(REQUIRED ACTION):
Extract the passage of the continuum-of-care text that begins at the words "Continuum of Mental" and stops after the words "health care system.".

(SELECTED EXTRACT):
Continuum of Mental Health Care
No. 42; Updated September 2008
Communities provide different types of treatment programs and services for children and adolescents with mental illnesses. The complete range of programs and services is referred to as the continuum of care. Not every community has every type of service or program on the continuum. Some psychiatric hospitals and other organized systems of care now provide many of the services on the continuum. When several of the services are provided, the organization may be called a health care system.
The beginning point for parents concerned about their child's behavior or emotions should be an evaluation by a qualified mental health professional such as a child and adolescent psychiatrist. At the conclusion of the evaluation, the professional will recommend a certain type of service(s) or program(s) from the continuum available locally. The professional then usually is required to obtain approval from the insurance company or organization managing mental health benefits (e.g. managed care organization). In the case of programs funded publicly, a specific state agency must authorize the recommended program(s) or service(s). If the program or service is not authorized, it will not be paid. Many of the programs on the continuum offer a variety of different treatments, such as individual psychotherapy, family therapy, group therapy, and medications.

(INFORMATION SHOWN):
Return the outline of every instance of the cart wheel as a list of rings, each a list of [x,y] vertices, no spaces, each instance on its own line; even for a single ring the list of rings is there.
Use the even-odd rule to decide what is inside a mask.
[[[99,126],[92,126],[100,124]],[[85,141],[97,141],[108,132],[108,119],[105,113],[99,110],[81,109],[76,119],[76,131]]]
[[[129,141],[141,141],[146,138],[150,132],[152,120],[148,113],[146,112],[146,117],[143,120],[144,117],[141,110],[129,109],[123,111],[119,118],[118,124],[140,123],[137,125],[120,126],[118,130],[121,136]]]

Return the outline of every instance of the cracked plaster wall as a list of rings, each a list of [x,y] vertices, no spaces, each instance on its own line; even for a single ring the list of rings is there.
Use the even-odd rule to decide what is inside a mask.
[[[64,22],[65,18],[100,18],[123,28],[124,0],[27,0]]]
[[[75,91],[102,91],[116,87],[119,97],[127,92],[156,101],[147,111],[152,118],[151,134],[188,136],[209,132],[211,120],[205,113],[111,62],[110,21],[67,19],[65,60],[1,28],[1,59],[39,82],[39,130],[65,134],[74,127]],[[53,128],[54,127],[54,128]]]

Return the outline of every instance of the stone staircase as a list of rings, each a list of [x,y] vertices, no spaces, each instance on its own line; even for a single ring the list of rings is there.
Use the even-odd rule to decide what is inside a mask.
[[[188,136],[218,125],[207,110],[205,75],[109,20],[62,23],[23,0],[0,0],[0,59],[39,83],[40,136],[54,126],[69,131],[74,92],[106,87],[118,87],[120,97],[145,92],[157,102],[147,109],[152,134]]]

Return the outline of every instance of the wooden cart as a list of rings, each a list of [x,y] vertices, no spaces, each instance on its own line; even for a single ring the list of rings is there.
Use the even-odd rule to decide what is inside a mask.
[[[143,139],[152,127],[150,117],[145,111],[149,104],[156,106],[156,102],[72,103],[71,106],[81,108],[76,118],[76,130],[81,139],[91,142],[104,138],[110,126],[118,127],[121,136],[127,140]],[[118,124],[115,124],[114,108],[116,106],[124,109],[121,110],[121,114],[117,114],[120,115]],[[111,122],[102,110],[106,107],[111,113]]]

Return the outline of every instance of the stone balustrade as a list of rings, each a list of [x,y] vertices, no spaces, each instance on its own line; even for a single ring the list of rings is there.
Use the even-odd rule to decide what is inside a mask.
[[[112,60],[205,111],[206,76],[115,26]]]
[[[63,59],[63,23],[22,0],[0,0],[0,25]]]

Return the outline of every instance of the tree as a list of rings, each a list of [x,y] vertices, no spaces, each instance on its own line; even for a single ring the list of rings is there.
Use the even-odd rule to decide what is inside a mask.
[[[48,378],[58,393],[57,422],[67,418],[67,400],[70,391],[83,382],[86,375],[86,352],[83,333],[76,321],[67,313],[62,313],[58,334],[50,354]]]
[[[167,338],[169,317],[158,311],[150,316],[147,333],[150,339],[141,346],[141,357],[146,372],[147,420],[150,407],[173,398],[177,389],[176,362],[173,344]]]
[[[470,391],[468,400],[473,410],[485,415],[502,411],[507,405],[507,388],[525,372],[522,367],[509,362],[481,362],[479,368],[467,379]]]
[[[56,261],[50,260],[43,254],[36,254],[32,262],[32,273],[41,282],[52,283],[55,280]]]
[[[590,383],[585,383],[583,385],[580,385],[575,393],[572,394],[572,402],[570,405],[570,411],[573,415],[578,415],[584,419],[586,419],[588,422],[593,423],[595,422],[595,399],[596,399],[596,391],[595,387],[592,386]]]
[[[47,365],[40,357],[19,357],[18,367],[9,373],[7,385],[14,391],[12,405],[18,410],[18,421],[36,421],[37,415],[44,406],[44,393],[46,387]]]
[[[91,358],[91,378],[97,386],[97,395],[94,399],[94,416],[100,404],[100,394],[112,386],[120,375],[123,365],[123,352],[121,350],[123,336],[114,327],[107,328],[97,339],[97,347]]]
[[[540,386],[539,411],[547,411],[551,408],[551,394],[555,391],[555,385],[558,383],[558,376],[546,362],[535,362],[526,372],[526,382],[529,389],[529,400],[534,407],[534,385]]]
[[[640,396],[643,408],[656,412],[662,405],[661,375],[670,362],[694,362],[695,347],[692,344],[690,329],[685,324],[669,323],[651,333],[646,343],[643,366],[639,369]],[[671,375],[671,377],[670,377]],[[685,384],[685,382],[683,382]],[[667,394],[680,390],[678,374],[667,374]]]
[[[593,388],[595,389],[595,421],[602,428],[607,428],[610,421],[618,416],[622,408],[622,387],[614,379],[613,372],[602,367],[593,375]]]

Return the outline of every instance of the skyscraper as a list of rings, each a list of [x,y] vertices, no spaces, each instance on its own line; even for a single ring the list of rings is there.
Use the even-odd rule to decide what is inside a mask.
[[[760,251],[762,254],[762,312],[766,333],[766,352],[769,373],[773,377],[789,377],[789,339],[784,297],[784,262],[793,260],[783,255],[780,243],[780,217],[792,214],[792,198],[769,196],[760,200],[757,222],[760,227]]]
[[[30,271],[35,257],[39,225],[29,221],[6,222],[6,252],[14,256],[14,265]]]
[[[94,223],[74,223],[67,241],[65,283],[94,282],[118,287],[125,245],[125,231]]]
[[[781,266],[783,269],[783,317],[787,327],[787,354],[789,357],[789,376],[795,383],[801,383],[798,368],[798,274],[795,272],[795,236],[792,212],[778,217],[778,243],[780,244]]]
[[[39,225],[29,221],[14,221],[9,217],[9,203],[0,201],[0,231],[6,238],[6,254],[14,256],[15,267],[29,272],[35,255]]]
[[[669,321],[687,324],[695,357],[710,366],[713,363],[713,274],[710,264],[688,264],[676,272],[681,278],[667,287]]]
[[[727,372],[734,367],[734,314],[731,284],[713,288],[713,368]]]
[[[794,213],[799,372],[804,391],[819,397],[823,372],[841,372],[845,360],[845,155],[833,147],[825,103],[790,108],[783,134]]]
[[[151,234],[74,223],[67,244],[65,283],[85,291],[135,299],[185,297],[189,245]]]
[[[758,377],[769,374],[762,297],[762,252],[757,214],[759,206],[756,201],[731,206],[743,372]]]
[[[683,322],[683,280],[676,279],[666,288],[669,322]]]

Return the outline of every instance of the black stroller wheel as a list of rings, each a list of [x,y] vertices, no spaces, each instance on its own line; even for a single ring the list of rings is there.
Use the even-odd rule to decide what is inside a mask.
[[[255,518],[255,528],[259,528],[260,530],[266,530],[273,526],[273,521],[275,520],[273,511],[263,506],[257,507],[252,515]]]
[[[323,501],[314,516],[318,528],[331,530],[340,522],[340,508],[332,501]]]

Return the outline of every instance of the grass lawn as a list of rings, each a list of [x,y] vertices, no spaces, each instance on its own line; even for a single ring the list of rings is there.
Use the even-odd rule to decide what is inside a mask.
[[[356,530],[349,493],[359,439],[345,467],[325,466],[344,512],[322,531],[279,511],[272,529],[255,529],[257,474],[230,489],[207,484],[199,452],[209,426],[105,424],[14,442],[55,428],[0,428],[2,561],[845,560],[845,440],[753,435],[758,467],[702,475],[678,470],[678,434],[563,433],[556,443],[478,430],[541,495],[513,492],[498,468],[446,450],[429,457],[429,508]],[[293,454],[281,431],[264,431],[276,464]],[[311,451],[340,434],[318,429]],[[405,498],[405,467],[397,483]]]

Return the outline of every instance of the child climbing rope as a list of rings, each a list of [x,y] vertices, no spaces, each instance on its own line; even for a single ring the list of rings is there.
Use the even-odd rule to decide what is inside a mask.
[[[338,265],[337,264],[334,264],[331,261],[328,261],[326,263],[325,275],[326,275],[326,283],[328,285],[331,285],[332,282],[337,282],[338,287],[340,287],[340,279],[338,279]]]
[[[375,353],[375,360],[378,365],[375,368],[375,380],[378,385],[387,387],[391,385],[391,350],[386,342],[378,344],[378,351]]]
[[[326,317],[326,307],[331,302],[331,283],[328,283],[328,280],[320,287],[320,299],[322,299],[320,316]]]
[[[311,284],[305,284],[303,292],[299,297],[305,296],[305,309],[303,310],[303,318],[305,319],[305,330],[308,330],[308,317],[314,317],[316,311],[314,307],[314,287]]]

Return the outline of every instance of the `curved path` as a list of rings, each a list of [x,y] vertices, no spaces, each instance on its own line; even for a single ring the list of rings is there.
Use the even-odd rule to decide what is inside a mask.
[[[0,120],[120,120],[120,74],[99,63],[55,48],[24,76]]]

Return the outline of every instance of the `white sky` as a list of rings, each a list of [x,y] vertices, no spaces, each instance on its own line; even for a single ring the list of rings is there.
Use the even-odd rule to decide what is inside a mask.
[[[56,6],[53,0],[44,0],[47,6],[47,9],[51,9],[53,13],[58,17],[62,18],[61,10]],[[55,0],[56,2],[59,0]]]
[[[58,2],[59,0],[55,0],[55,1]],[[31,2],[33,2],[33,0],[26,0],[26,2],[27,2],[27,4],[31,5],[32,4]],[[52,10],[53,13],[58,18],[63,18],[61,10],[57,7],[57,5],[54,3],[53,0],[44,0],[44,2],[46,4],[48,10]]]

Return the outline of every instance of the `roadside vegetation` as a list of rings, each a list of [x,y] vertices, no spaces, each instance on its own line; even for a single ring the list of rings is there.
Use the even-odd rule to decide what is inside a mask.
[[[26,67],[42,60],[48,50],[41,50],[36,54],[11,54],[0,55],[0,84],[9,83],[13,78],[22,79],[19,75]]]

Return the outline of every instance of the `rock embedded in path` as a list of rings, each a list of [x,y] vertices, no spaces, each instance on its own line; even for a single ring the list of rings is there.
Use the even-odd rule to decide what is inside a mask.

(EXERCISE OUTPUT):
Continuum of Mental Health Care
No. 42; Updated September 2008
Communities provide different types of treatment programs and services for children and adolescents with mental illnesses. The complete range of programs and services is referred to as the continuum of care. Not every community has every type of service or program on the continuum. Some psychiatric hospitals and other organized systems of care now provide many of the services on the continuum. When several of the services are provided, the organization may be called a health care system.